Task to complete: How many lines in the rows below contain the string "target", matching case exactly? Reply with the number alone.

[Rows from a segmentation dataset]
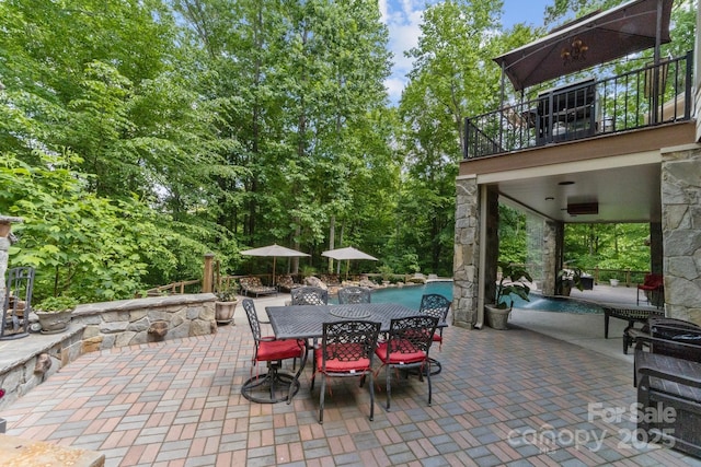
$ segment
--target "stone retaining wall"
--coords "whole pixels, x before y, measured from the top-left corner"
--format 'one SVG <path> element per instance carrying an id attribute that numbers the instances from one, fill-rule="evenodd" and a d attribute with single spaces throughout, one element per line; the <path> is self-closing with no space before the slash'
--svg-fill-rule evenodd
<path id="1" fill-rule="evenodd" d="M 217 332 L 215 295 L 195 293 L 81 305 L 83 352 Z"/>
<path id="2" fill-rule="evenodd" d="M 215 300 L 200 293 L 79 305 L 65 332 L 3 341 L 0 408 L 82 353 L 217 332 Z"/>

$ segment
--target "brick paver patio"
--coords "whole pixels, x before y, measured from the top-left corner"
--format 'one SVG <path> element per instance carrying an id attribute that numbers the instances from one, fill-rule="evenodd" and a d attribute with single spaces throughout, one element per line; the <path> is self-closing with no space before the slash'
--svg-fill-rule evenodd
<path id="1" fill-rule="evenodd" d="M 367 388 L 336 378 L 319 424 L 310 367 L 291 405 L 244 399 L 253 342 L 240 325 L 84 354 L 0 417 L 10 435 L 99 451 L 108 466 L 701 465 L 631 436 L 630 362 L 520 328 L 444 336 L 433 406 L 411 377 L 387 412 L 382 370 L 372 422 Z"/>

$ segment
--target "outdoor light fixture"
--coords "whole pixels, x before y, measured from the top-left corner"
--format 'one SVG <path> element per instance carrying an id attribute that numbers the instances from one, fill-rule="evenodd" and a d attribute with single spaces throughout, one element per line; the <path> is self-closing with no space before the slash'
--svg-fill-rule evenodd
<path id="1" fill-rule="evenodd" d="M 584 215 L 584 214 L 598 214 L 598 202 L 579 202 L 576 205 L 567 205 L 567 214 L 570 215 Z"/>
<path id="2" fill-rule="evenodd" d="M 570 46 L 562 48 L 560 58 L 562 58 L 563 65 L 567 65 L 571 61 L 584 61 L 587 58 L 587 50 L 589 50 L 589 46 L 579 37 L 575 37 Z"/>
--
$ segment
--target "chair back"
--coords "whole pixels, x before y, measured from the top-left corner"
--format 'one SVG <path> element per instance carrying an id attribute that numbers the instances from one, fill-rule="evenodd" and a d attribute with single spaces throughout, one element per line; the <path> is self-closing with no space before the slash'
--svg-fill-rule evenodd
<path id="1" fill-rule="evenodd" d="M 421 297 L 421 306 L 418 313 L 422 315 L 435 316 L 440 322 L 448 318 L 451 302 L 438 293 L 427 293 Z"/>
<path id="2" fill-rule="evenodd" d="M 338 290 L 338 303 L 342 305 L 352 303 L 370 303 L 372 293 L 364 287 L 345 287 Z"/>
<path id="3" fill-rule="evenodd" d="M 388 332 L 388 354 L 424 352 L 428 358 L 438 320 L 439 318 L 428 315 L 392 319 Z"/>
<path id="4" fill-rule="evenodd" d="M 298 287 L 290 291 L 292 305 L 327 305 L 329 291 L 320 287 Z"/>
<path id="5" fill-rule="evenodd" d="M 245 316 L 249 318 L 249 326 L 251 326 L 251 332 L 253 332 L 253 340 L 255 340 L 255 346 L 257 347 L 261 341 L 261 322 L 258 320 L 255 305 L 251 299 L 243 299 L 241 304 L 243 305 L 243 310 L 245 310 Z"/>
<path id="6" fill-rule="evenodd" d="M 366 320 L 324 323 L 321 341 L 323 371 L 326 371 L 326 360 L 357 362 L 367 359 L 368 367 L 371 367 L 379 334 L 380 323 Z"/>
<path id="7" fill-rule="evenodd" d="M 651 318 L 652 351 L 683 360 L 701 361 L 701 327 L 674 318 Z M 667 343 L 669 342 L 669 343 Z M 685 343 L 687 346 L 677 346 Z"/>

Reply to the task: 4